■ Material to process:

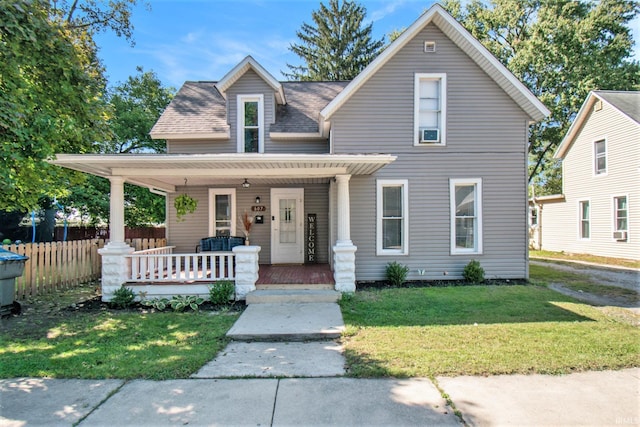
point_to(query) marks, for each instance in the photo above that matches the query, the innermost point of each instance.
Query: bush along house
(421, 160)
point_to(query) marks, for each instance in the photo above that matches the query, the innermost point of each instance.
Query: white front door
(287, 225)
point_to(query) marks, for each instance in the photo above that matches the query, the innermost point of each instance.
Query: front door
(287, 225)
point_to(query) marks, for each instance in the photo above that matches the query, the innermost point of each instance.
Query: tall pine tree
(337, 47)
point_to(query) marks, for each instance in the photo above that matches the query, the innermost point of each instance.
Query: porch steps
(288, 322)
(290, 286)
(292, 296)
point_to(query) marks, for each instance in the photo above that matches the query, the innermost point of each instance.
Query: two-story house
(421, 159)
(598, 211)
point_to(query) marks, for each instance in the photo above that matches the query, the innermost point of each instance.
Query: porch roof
(165, 172)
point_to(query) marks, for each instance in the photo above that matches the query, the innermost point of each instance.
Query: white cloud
(390, 7)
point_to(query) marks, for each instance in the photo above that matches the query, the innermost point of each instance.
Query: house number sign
(311, 239)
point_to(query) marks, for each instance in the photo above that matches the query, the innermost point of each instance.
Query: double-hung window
(222, 212)
(392, 217)
(600, 157)
(430, 109)
(620, 214)
(466, 216)
(251, 123)
(584, 212)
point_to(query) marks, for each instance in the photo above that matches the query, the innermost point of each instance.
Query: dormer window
(430, 110)
(251, 123)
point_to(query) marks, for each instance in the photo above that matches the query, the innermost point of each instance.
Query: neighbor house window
(600, 157)
(250, 123)
(430, 109)
(466, 216)
(584, 212)
(620, 213)
(222, 211)
(392, 221)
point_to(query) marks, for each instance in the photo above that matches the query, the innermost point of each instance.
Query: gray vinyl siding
(249, 84)
(187, 234)
(486, 139)
(560, 220)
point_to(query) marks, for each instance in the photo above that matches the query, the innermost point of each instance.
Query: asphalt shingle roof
(198, 107)
(305, 100)
(626, 101)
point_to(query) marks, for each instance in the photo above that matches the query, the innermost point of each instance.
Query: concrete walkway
(606, 398)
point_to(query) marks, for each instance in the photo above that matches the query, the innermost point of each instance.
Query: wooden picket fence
(62, 265)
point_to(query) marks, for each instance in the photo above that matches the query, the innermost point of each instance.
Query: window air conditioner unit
(620, 235)
(429, 135)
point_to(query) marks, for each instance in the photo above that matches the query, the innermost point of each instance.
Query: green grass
(579, 282)
(481, 330)
(121, 345)
(586, 258)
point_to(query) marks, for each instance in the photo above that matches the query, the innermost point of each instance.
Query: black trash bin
(11, 266)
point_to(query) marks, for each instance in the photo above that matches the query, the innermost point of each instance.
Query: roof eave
(191, 135)
(568, 139)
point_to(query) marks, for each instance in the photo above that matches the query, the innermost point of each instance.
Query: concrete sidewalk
(589, 398)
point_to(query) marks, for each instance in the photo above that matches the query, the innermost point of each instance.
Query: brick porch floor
(308, 274)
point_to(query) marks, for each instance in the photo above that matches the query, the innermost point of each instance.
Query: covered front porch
(189, 272)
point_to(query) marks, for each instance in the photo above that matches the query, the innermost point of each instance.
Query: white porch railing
(162, 265)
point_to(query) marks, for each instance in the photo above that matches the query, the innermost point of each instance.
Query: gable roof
(304, 102)
(437, 15)
(238, 71)
(626, 103)
(198, 110)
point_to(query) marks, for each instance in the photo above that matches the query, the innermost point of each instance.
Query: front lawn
(585, 257)
(115, 344)
(481, 330)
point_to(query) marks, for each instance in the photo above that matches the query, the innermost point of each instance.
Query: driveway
(604, 275)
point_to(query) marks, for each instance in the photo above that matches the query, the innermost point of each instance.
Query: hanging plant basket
(184, 204)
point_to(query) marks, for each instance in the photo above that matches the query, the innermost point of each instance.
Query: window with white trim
(430, 109)
(392, 217)
(222, 211)
(600, 157)
(466, 216)
(251, 123)
(533, 216)
(584, 219)
(620, 213)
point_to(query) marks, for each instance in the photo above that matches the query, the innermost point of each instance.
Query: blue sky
(204, 39)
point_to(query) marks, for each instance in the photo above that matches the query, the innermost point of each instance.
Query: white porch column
(344, 251)
(344, 211)
(246, 269)
(115, 267)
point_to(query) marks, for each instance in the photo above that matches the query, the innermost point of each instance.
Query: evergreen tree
(337, 47)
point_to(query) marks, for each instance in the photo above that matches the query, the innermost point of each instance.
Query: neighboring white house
(421, 159)
(598, 211)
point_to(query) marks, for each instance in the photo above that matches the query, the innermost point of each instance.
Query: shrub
(396, 273)
(123, 297)
(180, 303)
(473, 272)
(177, 303)
(221, 292)
(157, 303)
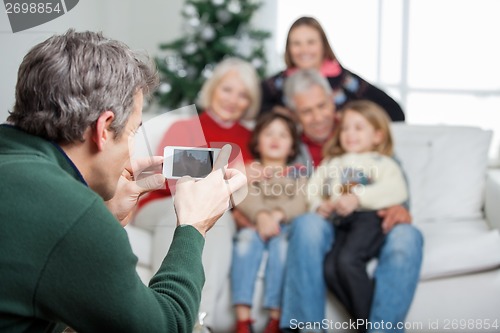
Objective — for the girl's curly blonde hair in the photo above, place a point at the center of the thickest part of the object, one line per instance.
(375, 115)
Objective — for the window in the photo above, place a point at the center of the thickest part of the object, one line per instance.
(439, 59)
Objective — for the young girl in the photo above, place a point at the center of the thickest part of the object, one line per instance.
(274, 198)
(357, 177)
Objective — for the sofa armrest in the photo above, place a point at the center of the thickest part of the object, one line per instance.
(492, 206)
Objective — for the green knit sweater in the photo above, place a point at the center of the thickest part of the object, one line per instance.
(65, 259)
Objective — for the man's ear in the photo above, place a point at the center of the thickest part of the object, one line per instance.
(102, 132)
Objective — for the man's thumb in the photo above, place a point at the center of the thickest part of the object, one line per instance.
(150, 183)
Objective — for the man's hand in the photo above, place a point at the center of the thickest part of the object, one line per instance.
(241, 220)
(346, 204)
(129, 189)
(201, 203)
(267, 225)
(392, 216)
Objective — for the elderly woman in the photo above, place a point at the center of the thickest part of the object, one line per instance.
(307, 47)
(229, 96)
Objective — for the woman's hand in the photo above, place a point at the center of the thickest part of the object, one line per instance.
(267, 225)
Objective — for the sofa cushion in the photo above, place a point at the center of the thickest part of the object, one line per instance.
(446, 168)
(458, 247)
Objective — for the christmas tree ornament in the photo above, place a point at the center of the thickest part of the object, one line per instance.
(257, 63)
(212, 31)
(244, 45)
(208, 71)
(194, 21)
(190, 48)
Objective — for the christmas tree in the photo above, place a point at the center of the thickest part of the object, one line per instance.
(213, 29)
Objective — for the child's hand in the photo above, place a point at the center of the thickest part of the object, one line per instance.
(326, 208)
(267, 226)
(346, 204)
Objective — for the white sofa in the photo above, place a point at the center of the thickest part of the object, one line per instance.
(454, 202)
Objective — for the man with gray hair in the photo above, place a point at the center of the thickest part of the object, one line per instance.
(67, 183)
(308, 95)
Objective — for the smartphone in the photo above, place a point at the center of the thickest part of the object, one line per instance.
(188, 161)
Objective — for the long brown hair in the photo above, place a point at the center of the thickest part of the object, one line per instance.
(313, 23)
(375, 115)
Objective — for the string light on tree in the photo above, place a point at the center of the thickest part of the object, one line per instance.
(212, 30)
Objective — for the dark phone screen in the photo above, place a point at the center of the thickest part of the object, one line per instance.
(192, 162)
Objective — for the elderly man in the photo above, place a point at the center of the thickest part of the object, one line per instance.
(309, 97)
(64, 258)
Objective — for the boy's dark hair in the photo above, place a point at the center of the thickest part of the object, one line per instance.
(264, 121)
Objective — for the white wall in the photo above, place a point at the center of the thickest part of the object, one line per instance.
(140, 24)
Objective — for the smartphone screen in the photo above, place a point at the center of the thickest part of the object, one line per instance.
(194, 163)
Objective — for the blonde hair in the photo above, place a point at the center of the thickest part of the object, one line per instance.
(375, 115)
(248, 76)
(312, 23)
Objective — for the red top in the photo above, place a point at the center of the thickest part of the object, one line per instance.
(203, 131)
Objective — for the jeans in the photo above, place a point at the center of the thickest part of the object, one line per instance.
(248, 251)
(304, 291)
(358, 240)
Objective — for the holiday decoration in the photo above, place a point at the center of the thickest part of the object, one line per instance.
(213, 30)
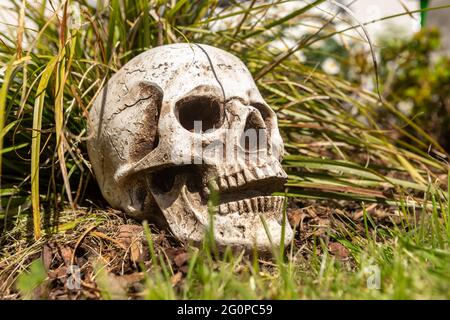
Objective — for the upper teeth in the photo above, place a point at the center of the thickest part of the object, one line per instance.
(260, 204)
(247, 175)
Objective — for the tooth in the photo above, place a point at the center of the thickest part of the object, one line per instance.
(248, 205)
(259, 173)
(241, 206)
(232, 182)
(213, 185)
(206, 191)
(240, 179)
(254, 204)
(261, 204)
(233, 206)
(223, 183)
(223, 209)
(269, 171)
(248, 175)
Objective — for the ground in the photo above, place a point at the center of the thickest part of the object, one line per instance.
(115, 259)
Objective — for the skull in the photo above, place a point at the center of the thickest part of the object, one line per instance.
(181, 136)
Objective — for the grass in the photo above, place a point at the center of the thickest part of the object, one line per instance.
(338, 156)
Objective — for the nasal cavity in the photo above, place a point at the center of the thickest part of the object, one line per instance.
(254, 136)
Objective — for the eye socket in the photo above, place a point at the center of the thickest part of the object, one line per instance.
(206, 109)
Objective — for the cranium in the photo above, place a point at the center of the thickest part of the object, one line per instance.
(152, 160)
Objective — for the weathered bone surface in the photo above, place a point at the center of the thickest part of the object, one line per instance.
(151, 161)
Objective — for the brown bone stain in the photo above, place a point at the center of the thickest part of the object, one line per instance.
(146, 139)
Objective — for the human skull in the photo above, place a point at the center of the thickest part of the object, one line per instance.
(178, 124)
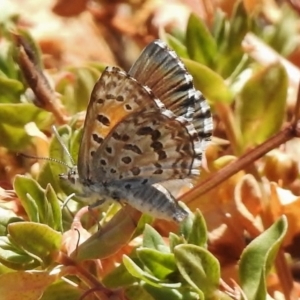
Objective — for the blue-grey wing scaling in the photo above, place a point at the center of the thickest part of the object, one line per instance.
(159, 68)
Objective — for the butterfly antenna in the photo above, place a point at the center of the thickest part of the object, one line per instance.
(63, 144)
(45, 158)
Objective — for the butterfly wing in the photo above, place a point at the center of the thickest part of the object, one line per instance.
(151, 145)
(159, 68)
(115, 95)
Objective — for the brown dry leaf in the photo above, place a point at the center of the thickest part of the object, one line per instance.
(69, 8)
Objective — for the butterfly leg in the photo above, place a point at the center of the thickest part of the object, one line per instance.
(94, 205)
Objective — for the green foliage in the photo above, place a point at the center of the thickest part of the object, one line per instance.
(257, 260)
(179, 266)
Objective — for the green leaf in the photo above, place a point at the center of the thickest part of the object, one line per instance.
(159, 264)
(29, 191)
(137, 292)
(15, 258)
(13, 119)
(61, 290)
(25, 285)
(37, 239)
(76, 92)
(54, 217)
(230, 48)
(200, 44)
(199, 268)
(137, 272)
(258, 258)
(152, 239)
(260, 106)
(198, 233)
(107, 241)
(51, 170)
(119, 277)
(170, 294)
(177, 46)
(209, 83)
(175, 240)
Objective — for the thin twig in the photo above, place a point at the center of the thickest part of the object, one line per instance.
(36, 80)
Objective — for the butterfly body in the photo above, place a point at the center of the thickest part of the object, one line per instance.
(136, 137)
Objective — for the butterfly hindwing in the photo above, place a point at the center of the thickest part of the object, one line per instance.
(150, 144)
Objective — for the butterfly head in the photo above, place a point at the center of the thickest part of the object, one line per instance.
(72, 178)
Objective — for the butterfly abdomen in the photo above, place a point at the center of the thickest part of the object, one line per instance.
(154, 200)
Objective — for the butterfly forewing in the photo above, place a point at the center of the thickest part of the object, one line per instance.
(155, 145)
(114, 96)
(143, 128)
(159, 68)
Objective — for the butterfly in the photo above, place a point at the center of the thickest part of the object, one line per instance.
(142, 128)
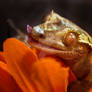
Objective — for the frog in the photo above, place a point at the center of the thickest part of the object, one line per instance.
(59, 36)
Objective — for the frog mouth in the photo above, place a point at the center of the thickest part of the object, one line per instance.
(64, 54)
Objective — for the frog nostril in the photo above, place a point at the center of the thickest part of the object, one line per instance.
(70, 39)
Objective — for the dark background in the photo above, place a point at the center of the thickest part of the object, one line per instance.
(24, 12)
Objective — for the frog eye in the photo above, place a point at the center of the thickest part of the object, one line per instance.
(70, 39)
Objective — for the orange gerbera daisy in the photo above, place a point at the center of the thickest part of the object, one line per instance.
(22, 70)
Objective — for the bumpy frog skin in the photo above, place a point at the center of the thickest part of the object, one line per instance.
(59, 36)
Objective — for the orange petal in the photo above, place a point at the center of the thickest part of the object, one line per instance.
(90, 58)
(7, 83)
(19, 58)
(47, 75)
(2, 57)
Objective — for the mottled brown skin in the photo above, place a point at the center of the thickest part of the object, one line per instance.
(61, 37)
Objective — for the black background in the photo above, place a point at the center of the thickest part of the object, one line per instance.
(24, 12)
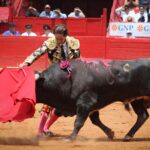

■ Your assignment:
Print exactly the lines from the line with "Objective — for the mottled" through the end of the data, both ends included, and print no pictures.

■ Output of the exercise:
Objective — for the mottled brown skin in the photo above, place a point at the center of the thickest part of the object, one line per instance.
(61, 37)
Objective — for the black background in the photo above, place a point at the center of the thickest part of the object, one line per instance.
(24, 12)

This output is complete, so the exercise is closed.